### [Text provided]
US stocks plunge again despite Fed coronavirus stimulus
US stock markets have plunged despite the US Federal Reserve last night again slashing interest rates as investors anticipate a global recession caused by the coronavirus outbreak.
The S&P 500 dropped more than eight per cent when Wall Street opened, causing a so-called circuit breaker designed to stop panic selling to kick in.
Stocks continued to fall when trading resumed but then regained some ground. The S&P 500 was last down 6.8 per cent, the Dow Jones 7.6 per cent lower, and the Nasdaq down 6.9 per cent.
The dramatic falls came despite the Fed last night unveiling its most drastic package of stimulus measures since the financial crisis in response to the coronavirus outbreak.
It slashed interest rates by 100 basis points (one percentage point) to a range of zero to 0.25 per cent and relaunched its money-printing programme with a pledge to buy $700bn (£570bn) of bonds.
However, investors have shrugged at the measures. Wall Street is now deep into bear market territory – a fall of 20 per cent since recent highs – despite two deep interest rate cuts from the US central bank.
Investors brace for a global recession
The market falls are driven by fear that coronavirus will push the world economy into a recession – often defined as less than 2.5 per cent annual growth – as well as uncertainty about how long the outbreak will last.

[Referring expression data]
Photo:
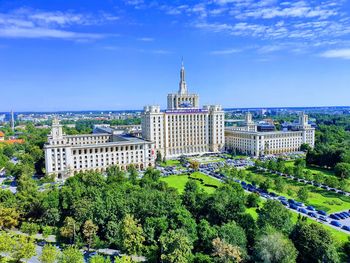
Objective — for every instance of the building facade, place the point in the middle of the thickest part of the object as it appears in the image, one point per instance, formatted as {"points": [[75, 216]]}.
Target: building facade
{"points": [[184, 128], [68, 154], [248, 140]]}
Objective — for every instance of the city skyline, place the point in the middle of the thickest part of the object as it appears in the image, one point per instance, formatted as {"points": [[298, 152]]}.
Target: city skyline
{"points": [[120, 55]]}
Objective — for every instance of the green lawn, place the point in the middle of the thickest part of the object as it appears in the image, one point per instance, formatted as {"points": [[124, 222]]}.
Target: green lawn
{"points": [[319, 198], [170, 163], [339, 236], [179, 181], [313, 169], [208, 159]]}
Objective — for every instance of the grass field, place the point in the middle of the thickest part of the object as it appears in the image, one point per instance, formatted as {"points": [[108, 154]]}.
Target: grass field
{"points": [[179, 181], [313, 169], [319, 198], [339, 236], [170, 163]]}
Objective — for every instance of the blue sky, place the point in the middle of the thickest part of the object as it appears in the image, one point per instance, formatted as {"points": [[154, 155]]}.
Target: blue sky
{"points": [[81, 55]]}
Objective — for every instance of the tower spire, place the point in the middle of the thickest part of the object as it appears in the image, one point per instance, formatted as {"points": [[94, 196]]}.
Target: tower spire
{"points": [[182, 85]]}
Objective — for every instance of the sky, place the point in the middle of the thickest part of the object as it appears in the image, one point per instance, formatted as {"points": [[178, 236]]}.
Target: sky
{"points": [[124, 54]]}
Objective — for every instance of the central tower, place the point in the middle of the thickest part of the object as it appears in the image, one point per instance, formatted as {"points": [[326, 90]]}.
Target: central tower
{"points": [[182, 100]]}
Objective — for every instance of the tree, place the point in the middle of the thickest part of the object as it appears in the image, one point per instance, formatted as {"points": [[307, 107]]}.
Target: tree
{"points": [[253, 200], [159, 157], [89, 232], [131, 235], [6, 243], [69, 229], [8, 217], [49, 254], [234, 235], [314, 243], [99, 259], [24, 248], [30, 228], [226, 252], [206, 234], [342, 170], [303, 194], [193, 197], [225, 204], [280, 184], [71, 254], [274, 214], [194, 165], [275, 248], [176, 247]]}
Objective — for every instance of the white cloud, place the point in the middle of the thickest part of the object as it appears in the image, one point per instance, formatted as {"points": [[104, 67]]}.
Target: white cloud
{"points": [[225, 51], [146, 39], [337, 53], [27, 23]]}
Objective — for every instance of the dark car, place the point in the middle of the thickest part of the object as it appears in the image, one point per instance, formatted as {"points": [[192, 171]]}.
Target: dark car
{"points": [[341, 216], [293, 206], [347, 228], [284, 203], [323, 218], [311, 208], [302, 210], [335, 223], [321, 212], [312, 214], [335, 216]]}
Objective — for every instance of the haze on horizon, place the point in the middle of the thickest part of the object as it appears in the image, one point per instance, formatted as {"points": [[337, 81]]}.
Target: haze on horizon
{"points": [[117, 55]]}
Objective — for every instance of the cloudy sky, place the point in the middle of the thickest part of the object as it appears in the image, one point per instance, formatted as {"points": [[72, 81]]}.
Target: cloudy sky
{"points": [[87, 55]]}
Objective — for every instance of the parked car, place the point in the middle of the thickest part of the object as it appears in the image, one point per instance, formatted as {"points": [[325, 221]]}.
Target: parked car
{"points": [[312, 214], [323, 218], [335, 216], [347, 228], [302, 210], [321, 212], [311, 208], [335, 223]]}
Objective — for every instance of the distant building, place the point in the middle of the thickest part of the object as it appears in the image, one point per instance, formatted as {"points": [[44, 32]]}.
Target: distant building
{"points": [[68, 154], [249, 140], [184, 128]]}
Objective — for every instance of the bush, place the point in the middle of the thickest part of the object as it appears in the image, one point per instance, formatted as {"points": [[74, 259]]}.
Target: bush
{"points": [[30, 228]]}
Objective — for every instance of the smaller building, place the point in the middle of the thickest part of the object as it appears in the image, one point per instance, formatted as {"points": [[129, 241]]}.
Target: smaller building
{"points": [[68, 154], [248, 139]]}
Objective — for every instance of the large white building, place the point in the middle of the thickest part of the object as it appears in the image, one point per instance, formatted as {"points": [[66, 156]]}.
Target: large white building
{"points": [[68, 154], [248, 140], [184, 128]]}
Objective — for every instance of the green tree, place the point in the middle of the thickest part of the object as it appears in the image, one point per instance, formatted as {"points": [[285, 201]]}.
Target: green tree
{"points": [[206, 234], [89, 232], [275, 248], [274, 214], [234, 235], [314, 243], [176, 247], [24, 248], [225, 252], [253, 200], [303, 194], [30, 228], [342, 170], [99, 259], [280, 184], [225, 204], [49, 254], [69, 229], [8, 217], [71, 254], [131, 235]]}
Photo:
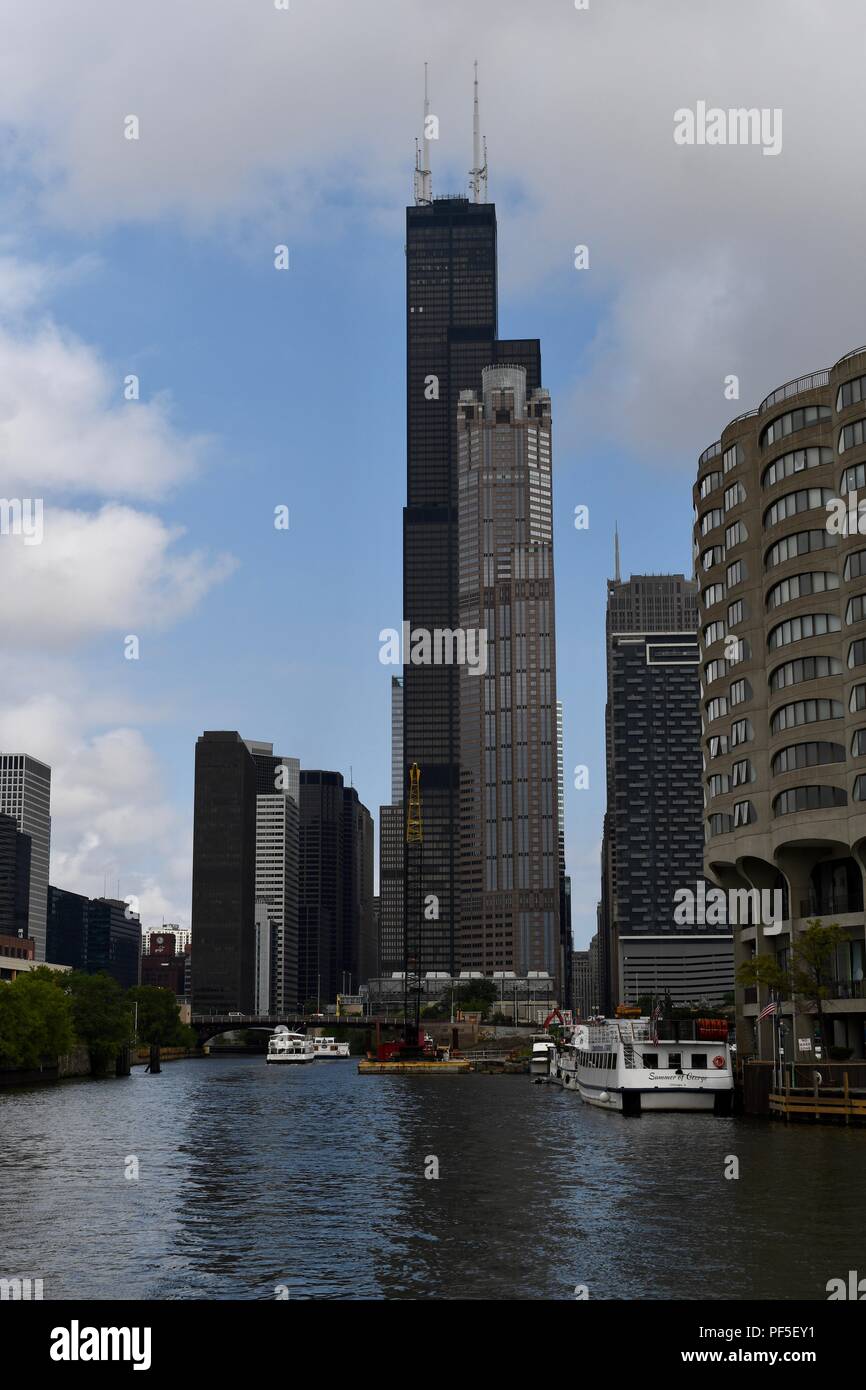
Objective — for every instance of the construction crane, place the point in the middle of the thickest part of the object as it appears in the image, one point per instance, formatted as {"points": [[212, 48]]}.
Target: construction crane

### [Task list]
(A) Answer these questions using the US stock market article.
(i) By how much did the Fed cut interest rates, and to what range?
(ii) How far was the S&P 500 last down?
(iii) What fall does the article give as the definition of bear market territory?
(B) Carry on the article about the US stock market plunge from the point where it ends.

### [Expected results]
(A)
(i) By 100 basis points (one percentage point), to a range of zero to 0.25 percent.
(ii) 6.8 percent.
(iii) A fall of 20 percent since recent highs.

(B)
Coronavirus has now infected almost 170,000 people around the world and killed more than 6,500. Governments are turning to draconian measures to try to prevent the spread, such as the European travel ban by US President Donald Trump that sent airline shares crashing last week.
“Businesses are shutting doors globally and households are moving into quarantine,” said Michelle Meyer, US economist at Bank of America. “We are already forecasting negative GDP [US] growth in the second quarter but the risk is that it proves to be a much deeper and more prolonged contraction in economic activity.”
Andrew Sheets, chief cross-asset strategist at Morgan Stanley, said: “It is a negative shock to both supply and demand, one that is uniquely difficult for policy-makers to ‘fix’.”
“Low rates don’t solve a shortage of semiconductors if a factory needs to shut down,” he said.
European stocks also tumbled, but regained some ground later in the day. The UK’s FTSE 100 was 4.5 per cent lower, Germany’s Dax index was 3.1 per cent down, and France’s CAC 40 shed 4.5 per cent.
The Brent crude oil price slumped, falling nine per cent to $30.8 per barrel as fears of a recession hit commodities. It stood at almost $60 per barrel just under a month ago.
IMF calls for international effort
The fall in US stocks effectively wiped out the rally equities enjoyed on Friday after Trump declared a state of emergency, freeing up $50bn of federal funds to fight the virus.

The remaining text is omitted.